## TASK STATEMENT
Write out exactly the lines running from the one that contains "Exercise. Mark the wooden pallet" through the end of the material.

=== DATA TO USE ===

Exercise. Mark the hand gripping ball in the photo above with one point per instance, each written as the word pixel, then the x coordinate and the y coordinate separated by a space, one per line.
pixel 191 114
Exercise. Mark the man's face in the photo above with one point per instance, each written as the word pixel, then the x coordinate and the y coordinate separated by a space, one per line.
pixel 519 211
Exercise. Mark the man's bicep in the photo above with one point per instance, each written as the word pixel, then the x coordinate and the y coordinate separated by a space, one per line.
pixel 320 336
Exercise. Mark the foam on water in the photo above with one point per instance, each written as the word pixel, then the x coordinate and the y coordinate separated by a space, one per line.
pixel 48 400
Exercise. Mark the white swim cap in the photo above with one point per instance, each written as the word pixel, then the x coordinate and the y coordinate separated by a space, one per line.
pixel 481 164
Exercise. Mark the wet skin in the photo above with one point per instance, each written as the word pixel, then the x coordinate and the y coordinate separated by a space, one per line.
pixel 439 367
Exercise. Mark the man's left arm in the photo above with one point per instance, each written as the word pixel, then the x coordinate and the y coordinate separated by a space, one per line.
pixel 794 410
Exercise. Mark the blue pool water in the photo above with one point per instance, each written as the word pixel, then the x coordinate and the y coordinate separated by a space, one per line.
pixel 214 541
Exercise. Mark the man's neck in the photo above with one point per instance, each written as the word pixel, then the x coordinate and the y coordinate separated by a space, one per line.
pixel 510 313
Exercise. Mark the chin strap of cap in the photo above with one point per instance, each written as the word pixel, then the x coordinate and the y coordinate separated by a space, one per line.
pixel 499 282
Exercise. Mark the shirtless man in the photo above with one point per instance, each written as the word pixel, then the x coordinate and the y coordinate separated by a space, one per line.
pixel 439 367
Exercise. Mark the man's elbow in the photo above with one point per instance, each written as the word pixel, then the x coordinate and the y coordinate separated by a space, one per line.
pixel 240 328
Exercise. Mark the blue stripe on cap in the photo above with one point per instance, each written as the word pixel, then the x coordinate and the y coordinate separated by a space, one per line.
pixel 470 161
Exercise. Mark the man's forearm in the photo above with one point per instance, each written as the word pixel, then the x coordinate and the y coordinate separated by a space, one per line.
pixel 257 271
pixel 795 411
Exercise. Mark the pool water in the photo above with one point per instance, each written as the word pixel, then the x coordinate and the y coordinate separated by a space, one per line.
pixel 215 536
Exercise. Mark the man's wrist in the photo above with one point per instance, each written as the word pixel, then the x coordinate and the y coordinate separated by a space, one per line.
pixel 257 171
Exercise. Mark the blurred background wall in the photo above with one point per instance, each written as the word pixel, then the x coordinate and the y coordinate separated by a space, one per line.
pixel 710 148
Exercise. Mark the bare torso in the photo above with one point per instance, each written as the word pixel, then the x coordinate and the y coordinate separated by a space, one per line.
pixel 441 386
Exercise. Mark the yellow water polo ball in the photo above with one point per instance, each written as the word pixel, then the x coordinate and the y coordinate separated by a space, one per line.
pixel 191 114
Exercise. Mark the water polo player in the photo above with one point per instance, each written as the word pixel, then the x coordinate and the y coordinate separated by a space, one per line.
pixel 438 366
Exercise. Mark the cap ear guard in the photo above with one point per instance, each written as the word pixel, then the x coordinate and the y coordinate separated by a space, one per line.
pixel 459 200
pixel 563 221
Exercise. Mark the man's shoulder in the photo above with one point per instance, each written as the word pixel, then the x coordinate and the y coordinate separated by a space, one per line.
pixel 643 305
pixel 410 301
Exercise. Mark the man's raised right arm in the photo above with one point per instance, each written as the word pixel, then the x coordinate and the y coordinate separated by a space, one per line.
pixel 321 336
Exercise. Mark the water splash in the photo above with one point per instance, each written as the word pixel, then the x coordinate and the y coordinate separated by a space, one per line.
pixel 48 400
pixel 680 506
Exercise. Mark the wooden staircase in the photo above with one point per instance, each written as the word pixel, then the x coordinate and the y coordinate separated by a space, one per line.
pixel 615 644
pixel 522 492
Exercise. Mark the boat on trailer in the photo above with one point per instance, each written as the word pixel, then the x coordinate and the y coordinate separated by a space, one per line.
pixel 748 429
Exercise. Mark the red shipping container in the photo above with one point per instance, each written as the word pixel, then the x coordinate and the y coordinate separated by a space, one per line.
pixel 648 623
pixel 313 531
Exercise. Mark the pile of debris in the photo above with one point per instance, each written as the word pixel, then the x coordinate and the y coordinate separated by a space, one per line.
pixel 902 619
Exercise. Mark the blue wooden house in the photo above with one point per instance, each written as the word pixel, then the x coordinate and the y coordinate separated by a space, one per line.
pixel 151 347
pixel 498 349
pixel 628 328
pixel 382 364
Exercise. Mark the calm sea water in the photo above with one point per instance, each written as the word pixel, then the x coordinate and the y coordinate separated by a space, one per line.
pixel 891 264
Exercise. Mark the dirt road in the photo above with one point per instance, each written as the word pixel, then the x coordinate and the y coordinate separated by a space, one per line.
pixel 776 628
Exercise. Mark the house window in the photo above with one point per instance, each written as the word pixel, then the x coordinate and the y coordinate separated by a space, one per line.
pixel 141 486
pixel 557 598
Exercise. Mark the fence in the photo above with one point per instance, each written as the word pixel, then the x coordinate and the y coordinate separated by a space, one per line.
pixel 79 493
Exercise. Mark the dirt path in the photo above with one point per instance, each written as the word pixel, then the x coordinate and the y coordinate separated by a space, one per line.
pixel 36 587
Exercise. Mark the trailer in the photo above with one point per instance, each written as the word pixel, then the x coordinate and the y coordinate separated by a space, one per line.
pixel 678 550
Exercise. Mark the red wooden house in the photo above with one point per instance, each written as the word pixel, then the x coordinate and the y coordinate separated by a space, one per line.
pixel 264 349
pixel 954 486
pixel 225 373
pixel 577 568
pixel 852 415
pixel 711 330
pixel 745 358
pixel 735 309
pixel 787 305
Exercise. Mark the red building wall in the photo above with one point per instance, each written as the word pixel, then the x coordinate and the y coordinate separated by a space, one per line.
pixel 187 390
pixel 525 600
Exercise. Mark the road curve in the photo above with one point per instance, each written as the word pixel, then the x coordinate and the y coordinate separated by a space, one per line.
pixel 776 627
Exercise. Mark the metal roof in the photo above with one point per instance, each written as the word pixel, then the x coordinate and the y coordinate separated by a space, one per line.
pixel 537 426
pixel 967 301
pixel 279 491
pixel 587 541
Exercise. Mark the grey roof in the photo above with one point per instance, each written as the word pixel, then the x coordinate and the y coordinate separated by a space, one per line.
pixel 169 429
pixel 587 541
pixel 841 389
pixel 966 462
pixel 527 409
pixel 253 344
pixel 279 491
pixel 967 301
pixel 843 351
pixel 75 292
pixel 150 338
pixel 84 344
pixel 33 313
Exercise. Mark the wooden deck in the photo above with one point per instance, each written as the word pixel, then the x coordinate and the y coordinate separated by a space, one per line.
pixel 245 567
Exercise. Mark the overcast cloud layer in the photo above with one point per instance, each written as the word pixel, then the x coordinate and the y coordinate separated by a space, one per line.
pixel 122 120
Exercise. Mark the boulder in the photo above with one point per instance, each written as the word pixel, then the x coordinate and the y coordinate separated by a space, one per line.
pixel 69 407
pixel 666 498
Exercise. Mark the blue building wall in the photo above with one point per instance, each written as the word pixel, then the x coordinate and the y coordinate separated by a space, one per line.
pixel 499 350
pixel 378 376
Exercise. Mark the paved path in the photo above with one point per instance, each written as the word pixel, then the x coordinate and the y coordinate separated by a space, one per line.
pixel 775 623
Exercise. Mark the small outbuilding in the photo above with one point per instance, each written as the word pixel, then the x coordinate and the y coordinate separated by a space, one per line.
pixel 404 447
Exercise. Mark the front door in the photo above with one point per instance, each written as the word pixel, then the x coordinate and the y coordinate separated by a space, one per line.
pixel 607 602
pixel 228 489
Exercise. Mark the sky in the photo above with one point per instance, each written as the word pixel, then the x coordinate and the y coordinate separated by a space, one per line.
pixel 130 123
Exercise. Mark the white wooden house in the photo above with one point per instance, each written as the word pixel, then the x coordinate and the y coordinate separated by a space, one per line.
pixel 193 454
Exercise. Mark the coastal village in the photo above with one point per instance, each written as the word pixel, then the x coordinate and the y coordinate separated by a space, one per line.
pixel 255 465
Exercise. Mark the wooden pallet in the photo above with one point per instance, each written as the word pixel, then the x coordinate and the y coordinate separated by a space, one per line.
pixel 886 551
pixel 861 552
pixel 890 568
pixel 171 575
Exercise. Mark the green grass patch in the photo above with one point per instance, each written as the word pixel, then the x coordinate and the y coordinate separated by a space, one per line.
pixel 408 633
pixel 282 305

===

## ANSWER BOX
Exercise. Mark the wooden pallet in the photo above with one point per instance, each written as the word pixel, then the x coordinate and the y coordinate separated by a space, one per line.
pixel 886 551
pixel 861 552
pixel 890 568
pixel 171 575
Exercise. Mark the green grass patch in the photo above with one point per instance, each written as the word pixel, then the x coordinate and the y coordinate separated by a space, one per line.
pixel 408 633
pixel 282 305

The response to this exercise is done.